• [Selected excerpt]
★ ★ ★ ★

Exploratory Data Analysis¶

Preliminary Analysis¶

Done! Now we have a large database of foods. But how comprehensive is the data? Let's check by looking for some odd foods.

foods = ['caramel', 'urchin', 'liver',
         'blood', 'cheese', 'pawpaw', 'rose',
         'durian', 'squirrel', 'kombu', 'whale',
         'white fish', 'whitefish']

# check if any food matches (or is a substring of) an alias in the database
{f : any([f in alias for alias in ridf['alias']])
 for f in foods}

{'caramel': False,
 'urchin': False,
 'liver': False,
 'blood': False,
 'cheese': True,
 'pawpaw': True,
 'rose': True,
 'durian': True,
 'squirrel': True,
 'kombu': True,
 'whale': True,
 'white fish': False,
 'whitefish': True}

Hmmm. This database is not exactly complete. While the database certainly includes some uncommon foods like whale, durian, paw-paw, and rose, it is also missing others such as sea urchin, liver), and blood (see black pudding). In addition, common terms, like "white fish"), which refers to several species of fish, are left out entirely ("whitefish" refers to a single species of fish).

★ ★ ★ ★

• [Data extract]
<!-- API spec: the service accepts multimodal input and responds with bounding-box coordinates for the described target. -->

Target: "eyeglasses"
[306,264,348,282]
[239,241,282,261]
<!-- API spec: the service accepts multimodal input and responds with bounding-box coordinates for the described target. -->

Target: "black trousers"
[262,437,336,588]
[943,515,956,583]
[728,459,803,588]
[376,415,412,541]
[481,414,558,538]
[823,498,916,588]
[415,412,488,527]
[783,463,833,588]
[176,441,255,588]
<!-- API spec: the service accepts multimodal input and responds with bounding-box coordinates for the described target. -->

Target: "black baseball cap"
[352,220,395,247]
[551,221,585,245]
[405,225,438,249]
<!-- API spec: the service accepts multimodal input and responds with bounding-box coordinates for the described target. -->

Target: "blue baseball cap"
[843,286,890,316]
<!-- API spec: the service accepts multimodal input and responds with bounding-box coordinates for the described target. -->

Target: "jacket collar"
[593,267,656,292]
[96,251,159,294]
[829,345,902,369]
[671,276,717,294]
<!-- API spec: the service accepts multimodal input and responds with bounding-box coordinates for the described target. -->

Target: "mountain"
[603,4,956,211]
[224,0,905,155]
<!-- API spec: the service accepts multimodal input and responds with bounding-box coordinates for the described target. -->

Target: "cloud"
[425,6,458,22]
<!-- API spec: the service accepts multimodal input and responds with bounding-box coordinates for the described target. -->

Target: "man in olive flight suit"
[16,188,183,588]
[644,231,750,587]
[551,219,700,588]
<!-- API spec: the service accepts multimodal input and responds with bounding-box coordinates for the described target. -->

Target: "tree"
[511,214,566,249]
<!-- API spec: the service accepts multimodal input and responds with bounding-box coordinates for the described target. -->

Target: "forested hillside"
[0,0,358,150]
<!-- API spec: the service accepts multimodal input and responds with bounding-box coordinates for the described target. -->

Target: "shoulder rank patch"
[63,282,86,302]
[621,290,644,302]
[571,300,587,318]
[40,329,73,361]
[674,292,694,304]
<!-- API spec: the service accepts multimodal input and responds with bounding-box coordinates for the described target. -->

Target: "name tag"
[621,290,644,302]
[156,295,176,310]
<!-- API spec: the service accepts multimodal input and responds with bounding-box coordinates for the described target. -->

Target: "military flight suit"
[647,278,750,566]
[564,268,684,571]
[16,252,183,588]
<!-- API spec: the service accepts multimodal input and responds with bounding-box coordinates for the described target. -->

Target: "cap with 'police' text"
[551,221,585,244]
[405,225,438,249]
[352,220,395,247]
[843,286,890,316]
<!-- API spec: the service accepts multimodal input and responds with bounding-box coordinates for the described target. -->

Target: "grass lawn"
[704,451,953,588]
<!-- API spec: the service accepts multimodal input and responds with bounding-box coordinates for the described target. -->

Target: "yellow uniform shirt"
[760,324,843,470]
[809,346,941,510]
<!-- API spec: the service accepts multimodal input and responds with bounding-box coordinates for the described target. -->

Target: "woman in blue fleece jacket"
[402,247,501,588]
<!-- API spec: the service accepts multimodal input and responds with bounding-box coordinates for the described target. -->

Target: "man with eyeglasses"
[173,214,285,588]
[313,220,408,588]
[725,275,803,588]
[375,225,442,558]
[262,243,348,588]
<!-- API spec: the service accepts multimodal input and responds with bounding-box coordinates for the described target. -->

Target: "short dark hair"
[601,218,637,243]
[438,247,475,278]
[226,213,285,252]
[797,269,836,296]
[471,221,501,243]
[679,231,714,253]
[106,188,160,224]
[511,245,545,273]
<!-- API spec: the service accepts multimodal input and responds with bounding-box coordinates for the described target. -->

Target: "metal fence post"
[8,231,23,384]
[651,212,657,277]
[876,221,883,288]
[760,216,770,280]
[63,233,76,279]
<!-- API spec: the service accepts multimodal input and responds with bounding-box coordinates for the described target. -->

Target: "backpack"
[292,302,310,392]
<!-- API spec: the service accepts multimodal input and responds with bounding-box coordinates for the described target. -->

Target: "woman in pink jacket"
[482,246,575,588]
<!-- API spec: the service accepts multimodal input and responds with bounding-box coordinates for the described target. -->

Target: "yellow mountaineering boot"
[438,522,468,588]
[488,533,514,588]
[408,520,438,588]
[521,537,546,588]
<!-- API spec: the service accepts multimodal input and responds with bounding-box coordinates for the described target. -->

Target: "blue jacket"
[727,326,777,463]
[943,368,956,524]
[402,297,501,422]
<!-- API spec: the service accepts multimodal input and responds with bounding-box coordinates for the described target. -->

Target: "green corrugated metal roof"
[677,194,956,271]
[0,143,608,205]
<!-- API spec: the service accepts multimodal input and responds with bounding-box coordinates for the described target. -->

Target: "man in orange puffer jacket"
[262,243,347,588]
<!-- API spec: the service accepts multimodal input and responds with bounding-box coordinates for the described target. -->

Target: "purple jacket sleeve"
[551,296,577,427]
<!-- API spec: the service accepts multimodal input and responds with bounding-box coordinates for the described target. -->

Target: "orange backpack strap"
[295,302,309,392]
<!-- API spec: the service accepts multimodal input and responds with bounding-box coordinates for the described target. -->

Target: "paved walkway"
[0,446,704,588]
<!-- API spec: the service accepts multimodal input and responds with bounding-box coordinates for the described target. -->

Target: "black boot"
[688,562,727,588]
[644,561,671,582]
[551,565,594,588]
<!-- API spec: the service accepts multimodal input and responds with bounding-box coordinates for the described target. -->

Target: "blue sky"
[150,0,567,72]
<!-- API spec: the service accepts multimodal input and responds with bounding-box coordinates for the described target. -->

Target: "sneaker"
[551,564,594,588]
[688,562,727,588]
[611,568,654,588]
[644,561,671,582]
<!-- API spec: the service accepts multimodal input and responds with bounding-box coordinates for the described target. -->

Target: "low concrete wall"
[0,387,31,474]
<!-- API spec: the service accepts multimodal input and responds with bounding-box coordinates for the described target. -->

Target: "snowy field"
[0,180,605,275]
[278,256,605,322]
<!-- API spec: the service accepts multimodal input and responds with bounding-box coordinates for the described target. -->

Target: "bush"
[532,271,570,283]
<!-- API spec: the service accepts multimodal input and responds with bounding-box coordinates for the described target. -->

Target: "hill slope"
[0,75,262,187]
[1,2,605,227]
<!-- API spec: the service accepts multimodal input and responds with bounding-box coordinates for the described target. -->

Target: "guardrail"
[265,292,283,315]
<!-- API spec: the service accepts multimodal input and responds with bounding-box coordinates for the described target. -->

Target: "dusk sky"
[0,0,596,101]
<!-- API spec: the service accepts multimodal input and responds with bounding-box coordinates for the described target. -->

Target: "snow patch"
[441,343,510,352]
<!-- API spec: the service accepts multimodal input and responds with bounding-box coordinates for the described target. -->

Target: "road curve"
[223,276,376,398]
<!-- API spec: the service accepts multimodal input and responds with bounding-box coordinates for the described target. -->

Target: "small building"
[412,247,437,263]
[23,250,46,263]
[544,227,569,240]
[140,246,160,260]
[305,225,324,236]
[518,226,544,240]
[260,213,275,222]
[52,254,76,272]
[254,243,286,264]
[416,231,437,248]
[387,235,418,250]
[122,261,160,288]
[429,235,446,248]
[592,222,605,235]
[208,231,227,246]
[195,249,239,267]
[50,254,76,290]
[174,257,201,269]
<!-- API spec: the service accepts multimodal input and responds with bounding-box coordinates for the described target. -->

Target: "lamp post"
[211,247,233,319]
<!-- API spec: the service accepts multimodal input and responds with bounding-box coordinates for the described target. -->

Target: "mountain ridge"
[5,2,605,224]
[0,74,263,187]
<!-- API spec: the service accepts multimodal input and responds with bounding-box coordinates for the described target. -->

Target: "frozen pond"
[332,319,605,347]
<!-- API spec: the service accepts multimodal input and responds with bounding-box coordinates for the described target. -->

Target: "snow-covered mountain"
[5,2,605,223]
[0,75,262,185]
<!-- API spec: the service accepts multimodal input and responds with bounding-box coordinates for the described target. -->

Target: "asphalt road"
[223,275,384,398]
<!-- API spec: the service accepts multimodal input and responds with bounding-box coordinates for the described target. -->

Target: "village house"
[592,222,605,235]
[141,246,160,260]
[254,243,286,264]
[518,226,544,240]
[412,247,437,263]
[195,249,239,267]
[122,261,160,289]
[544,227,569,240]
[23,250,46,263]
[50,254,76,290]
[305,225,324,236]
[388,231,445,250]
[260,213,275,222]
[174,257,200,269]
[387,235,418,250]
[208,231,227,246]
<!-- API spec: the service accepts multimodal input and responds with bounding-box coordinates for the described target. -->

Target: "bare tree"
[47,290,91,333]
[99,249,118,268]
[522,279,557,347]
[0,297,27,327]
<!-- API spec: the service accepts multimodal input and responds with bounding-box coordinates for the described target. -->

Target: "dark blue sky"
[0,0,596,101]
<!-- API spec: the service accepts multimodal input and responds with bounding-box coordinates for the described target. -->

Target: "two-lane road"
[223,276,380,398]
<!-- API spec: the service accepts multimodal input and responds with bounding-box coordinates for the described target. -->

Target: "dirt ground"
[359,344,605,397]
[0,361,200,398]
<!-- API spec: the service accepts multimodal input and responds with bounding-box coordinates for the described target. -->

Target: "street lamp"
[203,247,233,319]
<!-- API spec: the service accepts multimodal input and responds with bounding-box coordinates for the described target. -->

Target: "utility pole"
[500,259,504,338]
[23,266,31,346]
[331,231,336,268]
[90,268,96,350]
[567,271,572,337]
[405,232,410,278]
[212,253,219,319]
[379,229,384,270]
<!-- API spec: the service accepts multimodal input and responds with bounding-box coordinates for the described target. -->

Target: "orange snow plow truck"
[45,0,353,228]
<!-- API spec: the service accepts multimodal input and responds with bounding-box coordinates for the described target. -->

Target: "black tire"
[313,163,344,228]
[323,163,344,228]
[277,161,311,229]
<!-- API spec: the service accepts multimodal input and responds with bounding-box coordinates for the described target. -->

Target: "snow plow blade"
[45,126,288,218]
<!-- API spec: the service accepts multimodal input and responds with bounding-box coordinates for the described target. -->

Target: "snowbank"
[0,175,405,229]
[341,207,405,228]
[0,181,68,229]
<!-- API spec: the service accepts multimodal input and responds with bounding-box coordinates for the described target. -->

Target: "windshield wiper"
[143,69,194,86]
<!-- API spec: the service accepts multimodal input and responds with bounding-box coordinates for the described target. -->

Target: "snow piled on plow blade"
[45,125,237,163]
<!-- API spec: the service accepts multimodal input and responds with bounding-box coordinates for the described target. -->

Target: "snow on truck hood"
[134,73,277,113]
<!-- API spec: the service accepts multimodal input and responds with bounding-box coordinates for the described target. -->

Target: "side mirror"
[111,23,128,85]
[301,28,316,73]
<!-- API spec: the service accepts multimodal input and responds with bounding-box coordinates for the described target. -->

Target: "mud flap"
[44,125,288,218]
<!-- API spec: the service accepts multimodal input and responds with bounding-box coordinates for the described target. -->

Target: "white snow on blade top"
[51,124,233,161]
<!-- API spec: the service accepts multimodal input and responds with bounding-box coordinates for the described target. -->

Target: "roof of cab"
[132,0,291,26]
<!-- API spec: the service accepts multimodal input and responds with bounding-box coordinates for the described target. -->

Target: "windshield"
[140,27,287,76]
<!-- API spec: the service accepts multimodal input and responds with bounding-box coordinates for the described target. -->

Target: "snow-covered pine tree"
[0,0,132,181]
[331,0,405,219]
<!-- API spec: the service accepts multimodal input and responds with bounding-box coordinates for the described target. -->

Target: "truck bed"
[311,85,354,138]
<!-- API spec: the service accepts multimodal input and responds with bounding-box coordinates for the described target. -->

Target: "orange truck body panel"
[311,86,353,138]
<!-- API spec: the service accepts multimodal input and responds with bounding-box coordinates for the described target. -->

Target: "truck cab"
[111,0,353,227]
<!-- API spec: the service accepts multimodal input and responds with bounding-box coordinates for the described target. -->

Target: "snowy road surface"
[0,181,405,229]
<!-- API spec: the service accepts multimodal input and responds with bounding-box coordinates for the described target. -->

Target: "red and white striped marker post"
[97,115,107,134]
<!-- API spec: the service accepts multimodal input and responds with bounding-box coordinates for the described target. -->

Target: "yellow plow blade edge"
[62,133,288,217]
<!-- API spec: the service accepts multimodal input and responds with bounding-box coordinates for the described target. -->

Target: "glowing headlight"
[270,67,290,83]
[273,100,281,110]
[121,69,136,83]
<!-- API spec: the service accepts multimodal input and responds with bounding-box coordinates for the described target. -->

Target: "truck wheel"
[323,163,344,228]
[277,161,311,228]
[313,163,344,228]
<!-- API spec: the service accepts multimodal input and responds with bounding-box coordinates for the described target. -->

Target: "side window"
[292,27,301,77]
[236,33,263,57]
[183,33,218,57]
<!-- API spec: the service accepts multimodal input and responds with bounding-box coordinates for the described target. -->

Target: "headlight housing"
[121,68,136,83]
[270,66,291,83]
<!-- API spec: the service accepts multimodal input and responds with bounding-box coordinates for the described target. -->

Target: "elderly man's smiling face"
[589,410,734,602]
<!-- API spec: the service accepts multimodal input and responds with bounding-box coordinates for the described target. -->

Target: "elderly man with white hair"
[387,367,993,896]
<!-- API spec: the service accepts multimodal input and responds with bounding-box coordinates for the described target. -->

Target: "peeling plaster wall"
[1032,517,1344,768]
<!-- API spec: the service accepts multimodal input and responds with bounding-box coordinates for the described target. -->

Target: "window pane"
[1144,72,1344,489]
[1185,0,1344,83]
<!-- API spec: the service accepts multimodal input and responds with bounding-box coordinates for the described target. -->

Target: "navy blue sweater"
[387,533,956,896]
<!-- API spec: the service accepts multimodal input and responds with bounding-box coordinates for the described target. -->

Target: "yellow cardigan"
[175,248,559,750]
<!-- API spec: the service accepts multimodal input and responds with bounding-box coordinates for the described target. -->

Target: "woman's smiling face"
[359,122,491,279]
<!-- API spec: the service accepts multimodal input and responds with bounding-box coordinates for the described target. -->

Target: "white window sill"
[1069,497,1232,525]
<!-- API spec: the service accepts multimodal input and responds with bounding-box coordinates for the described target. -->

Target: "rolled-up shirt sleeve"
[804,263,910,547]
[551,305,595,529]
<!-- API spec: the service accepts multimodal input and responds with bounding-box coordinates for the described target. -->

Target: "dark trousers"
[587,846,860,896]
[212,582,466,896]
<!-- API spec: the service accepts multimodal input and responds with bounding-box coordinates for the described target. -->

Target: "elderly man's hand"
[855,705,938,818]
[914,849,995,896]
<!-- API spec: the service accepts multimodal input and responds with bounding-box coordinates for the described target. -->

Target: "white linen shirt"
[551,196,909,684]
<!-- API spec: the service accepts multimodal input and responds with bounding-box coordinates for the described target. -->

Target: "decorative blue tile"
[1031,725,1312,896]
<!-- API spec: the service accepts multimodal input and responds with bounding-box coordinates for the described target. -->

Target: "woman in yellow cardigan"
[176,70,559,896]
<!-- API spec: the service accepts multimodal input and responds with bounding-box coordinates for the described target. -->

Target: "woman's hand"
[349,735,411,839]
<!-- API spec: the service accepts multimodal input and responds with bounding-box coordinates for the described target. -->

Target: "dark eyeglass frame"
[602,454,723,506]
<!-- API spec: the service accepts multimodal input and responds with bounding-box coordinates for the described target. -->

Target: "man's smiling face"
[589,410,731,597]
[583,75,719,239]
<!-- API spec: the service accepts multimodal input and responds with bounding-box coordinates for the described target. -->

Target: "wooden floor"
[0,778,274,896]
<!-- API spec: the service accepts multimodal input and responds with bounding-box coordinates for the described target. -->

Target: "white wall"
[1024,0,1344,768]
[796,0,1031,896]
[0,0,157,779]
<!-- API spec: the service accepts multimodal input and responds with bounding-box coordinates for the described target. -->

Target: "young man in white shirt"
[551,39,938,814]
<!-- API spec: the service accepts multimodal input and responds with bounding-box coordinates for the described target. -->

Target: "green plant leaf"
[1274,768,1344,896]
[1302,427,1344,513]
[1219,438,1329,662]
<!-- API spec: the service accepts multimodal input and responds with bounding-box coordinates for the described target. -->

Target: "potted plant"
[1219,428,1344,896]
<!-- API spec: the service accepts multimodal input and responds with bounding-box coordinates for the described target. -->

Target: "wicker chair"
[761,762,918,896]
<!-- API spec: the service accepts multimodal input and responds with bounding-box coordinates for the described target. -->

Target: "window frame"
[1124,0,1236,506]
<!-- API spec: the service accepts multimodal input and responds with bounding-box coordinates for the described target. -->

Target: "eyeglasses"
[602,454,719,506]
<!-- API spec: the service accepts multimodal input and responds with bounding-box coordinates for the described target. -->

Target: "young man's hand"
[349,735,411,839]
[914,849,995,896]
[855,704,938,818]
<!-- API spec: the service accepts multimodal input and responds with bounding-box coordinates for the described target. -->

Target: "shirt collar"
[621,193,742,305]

★ ★ ★ ★

• [Stated exercise A]
According to the food database analysis, how many species of fish does the term "whitefish" refer to?
• [Stated exercise B]
Repeat the food database analysis from "Exploratory Data Analysis¶" to "alias in ridf['alias']])", putting "catalog" wherever "database" appears.
• [Stated exercise C]
Decide whether each statement agrees with the food database analysis. Answer yes or no, and quote the words from the analysis that settle it.
(i) The check found a match for "cheese" in the database.
(ii) The database includes sea urchin.
(iii) The term "white fish" refers to one species of fish.

• [Task result A]
A single species of fish.

• [Task result B]
Exploratory Data Analysis¶

Preliminary Analysis¶

Done! Now we have a large catalog of foods. But how comprehensive is the data? Let's check by looking for some odd foods.

foods = ['caramel', 'urchin', 'liver',
         'blood', 'cheese', 'pawpaw', 'rose',
         'durian', 'squirrel', 'kombu', 'whale',
         'white fish', 'whitefish']

# check if any food matches (or is a substring of) an alias in the catalog
{f : any([f in alias for alias in ridf['alias']])

• [Task result C]
(i) Yes: "'cheese': True"
(ii) No: "it is also missing others such as sea urchin"
(iii) No: "which refers to several species of fish"